Source records:

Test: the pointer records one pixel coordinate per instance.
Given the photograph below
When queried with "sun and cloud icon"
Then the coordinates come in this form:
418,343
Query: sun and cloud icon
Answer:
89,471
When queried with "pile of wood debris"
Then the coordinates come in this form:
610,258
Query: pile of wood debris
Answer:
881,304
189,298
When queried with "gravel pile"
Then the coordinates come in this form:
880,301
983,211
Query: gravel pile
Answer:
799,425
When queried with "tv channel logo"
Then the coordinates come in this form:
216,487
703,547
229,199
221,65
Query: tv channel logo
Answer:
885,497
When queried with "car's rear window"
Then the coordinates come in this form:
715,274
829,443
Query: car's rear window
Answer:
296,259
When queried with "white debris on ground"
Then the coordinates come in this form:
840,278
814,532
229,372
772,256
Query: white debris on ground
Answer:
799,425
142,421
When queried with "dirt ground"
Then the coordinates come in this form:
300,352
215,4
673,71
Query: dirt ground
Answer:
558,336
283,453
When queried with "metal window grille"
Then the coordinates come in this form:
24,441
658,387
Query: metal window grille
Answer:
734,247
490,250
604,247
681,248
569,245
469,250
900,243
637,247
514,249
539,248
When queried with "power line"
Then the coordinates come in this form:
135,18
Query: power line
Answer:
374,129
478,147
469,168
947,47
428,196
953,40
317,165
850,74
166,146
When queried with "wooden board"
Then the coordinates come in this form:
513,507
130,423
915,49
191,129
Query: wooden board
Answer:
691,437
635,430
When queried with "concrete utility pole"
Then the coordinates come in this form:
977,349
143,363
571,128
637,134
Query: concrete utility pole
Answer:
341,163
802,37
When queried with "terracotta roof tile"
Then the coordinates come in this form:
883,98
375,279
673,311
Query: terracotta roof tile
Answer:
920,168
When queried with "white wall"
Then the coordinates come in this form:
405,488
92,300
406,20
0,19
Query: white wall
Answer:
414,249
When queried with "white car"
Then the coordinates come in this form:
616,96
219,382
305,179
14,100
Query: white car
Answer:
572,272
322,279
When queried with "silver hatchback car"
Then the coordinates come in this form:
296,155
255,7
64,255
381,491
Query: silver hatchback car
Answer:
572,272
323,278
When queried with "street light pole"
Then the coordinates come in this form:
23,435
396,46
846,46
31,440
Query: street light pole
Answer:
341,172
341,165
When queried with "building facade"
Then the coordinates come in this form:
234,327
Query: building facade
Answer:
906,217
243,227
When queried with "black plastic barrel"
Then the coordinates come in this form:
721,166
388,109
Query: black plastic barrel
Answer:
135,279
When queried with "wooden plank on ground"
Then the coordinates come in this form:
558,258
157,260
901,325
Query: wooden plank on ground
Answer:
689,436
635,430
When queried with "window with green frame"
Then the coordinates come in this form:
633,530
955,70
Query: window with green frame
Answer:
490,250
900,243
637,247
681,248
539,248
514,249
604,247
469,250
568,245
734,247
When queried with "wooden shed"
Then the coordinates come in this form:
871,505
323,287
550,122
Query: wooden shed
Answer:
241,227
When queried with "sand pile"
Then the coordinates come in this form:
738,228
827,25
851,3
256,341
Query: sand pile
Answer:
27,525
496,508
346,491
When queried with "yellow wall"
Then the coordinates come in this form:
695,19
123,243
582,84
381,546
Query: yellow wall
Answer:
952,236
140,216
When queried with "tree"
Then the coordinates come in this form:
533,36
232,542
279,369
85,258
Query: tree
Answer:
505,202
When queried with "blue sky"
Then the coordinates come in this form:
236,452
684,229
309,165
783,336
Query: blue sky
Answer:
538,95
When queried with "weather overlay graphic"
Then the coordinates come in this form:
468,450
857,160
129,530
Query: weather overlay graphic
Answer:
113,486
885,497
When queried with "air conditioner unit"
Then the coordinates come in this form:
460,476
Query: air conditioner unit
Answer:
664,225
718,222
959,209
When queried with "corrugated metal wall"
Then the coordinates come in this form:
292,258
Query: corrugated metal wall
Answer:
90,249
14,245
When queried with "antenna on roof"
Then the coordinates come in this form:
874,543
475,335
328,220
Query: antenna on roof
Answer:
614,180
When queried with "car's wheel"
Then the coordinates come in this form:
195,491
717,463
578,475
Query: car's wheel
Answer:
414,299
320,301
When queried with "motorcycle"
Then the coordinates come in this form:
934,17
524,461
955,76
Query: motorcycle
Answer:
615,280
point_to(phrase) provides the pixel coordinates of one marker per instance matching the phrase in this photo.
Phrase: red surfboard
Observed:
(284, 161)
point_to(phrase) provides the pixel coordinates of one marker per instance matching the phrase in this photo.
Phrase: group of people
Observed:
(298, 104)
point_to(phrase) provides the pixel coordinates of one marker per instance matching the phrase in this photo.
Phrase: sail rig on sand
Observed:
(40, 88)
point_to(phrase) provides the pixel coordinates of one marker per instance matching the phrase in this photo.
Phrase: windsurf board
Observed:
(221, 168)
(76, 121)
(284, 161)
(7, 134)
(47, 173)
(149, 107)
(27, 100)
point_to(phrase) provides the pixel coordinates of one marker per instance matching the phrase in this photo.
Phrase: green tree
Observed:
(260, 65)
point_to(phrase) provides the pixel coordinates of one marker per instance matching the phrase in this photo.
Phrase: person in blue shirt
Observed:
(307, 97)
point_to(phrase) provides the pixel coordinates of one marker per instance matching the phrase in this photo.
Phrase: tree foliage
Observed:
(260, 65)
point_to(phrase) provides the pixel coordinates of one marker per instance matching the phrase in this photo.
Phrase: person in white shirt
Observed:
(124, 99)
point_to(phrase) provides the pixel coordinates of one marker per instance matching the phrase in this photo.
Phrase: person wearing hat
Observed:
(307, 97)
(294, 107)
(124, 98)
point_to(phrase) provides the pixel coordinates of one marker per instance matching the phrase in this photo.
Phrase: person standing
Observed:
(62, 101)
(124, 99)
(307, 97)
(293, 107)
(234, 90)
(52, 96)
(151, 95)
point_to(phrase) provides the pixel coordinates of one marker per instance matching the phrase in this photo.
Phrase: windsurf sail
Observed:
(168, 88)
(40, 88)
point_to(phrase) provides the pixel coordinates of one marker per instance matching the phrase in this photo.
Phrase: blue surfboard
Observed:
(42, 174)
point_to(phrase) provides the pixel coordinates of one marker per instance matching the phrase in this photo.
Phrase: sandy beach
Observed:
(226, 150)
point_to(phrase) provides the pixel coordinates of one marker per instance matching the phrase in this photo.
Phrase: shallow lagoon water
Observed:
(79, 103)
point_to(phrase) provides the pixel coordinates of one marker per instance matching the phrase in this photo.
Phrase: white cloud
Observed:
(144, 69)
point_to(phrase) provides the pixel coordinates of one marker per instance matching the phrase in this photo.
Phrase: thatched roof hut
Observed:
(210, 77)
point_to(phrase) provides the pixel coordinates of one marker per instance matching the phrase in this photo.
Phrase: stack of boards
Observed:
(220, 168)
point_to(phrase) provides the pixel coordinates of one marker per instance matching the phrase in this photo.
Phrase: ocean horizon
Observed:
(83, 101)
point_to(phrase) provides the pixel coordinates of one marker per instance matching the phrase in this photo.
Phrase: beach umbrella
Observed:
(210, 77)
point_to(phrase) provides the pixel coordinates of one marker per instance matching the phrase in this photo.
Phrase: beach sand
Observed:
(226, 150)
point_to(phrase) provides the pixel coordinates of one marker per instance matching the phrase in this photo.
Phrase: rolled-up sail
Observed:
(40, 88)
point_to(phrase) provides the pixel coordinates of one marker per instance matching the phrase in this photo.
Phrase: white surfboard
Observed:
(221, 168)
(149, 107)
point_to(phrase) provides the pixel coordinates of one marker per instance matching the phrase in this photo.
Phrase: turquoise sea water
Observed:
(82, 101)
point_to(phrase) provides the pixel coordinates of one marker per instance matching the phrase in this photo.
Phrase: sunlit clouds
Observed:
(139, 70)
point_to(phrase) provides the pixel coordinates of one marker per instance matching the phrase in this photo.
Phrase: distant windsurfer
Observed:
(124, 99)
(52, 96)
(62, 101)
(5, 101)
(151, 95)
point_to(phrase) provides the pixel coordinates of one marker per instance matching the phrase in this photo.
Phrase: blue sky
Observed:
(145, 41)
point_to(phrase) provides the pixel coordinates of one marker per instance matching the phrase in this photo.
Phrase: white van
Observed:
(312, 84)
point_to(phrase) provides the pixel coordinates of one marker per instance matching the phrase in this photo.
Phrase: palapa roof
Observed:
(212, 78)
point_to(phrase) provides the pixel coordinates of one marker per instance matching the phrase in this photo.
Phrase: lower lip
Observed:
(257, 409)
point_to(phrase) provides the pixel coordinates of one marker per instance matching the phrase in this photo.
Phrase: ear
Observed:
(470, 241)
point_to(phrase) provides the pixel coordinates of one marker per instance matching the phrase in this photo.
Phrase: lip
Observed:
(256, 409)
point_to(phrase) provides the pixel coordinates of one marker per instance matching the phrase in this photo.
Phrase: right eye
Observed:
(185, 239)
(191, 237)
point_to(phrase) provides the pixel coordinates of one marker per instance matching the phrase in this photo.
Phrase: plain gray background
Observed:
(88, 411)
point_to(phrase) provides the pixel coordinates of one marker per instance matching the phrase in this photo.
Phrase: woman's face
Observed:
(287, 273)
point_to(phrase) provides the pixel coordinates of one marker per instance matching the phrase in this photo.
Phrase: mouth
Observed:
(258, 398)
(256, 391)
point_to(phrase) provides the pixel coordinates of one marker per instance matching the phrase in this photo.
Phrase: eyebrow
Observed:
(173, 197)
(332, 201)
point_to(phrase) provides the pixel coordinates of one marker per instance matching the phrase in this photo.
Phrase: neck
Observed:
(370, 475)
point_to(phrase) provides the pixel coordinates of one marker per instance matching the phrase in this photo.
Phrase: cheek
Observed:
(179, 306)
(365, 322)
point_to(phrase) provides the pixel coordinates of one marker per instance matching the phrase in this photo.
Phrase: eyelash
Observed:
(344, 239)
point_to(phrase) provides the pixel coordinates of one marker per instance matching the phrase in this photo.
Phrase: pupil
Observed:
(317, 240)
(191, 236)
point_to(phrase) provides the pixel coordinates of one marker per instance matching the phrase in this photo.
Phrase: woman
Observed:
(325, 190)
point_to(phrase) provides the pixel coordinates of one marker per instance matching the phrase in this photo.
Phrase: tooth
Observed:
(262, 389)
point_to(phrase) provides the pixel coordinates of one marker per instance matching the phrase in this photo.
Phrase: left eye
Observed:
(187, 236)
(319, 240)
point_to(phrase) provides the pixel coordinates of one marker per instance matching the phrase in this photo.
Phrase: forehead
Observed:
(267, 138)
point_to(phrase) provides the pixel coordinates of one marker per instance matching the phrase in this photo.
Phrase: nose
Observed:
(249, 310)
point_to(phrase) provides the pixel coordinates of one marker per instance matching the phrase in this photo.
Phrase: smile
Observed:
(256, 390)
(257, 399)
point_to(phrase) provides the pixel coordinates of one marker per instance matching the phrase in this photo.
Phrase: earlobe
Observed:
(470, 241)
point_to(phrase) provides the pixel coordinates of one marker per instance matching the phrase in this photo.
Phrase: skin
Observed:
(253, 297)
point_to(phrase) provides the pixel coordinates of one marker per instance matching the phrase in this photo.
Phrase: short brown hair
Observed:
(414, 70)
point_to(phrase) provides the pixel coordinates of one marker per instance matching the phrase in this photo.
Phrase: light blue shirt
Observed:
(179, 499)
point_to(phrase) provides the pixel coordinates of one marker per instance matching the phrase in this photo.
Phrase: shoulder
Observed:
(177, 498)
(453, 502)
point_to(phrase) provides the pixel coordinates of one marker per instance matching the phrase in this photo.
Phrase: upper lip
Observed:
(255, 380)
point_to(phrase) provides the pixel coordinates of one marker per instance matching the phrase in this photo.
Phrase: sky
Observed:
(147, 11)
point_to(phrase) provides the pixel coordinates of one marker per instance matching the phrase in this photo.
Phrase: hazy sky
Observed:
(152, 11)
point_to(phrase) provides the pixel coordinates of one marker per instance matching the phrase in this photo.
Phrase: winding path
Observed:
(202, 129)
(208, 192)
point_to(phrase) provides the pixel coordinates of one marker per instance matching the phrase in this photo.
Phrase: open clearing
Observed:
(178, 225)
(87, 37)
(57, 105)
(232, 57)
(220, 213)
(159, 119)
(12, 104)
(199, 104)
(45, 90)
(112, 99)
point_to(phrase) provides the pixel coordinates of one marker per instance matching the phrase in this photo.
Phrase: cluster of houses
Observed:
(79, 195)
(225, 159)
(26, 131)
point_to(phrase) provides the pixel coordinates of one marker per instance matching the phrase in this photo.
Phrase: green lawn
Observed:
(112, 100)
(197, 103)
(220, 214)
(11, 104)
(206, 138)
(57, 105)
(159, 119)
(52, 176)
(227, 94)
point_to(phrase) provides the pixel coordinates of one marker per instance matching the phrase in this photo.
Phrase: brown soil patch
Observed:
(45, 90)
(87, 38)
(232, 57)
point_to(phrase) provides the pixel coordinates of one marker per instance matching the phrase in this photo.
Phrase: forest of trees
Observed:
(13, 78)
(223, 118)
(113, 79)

Instructions to follow: In the listing above, transcribe exactly everything from the line containing "Query: sun and cloud icon" down to the line containing "Query: power line", including both and nothing more.

Solution for this problem:
Query: sun and cloud icon
Answer:
89,471
When queried with "pile of wood debris"
Then the coordinates come in this form:
610,258
Query: pile of wood debris
Answer:
881,304
189,298
When queried with "gravel pile"
Then the coordinates come in this form:
880,301
983,211
Query: gravel pile
Answer:
799,425
When queried with "tv channel logo"
Then the coordinates come in this form:
216,487
703,547
229,199
221,65
Query: tv channel logo
Answer:
885,497
When queried with "car's rear window"
Then the coordinates come in this form:
715,274
829,443
Query: car's rear window
Answer:
296,259
When queried with "white debris on ground"
Then the coordinates come in this form:
840,278
814,532
229,372
772,256
Query: white debris on ground
Answer:
799,425
142,421
When queried with "dirt ground"
Then the coordinates come in this form:
300,352
215,4
673,71
Query: dirt ground
Answer:
558,336
283,453
When queried with "metal window grille"
Then the coordinates come in this form:
24,441
658,387
Query: metal window grille
Answer:
734,247
490,250
604,247
681,248
569,245
469,250
900,243
637,247
514,249
539,248
When queried with "power line"
Then the coordinates come in this form:
135,18
Query: power line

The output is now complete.